Please return, unchanged, every line in the rows below that contains the word "leaf".

Source data —
= = = =

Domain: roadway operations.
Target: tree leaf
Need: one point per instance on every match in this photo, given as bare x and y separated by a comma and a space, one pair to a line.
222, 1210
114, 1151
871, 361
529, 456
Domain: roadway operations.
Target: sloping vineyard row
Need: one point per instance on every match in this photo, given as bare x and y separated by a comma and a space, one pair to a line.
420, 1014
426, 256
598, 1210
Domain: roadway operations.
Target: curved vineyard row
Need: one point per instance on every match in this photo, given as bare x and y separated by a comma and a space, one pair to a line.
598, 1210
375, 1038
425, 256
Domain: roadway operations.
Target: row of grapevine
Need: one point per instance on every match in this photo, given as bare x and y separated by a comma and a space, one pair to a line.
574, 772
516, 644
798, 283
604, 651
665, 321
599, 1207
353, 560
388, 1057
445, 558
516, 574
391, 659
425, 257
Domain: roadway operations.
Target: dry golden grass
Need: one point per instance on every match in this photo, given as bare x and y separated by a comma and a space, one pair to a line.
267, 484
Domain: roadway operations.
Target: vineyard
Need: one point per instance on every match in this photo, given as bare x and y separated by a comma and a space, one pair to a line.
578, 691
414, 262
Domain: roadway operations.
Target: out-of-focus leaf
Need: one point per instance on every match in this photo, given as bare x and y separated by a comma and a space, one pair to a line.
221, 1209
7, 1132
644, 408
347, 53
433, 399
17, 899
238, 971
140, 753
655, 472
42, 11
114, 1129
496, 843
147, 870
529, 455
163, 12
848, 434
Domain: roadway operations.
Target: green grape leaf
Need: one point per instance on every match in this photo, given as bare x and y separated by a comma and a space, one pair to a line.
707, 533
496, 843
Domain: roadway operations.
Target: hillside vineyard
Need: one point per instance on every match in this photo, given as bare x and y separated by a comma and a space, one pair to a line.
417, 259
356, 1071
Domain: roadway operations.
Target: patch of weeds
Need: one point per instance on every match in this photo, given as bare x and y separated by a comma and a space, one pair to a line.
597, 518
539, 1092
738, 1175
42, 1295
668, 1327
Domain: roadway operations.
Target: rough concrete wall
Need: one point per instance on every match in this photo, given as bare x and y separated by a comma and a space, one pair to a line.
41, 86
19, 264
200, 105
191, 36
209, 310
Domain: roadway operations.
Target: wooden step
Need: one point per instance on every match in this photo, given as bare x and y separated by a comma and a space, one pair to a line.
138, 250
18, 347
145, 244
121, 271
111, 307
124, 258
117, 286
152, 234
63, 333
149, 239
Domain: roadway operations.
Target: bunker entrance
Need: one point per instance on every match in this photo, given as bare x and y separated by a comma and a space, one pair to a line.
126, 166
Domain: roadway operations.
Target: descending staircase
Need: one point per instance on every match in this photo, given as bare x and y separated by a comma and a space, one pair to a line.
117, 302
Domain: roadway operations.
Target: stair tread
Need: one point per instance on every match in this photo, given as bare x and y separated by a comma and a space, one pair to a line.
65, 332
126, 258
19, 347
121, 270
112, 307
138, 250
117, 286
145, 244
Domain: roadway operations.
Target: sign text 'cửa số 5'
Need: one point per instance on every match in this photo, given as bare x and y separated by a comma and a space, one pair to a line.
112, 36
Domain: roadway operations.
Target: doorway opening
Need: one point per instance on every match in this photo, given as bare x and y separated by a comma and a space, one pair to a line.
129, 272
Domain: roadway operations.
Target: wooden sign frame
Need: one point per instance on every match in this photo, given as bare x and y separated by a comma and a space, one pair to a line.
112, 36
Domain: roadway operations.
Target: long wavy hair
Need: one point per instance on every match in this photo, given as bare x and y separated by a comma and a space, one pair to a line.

= = = =

Complete output —
Target: tree leaf
Target: out-of-focus leaf
Target: green grape leaf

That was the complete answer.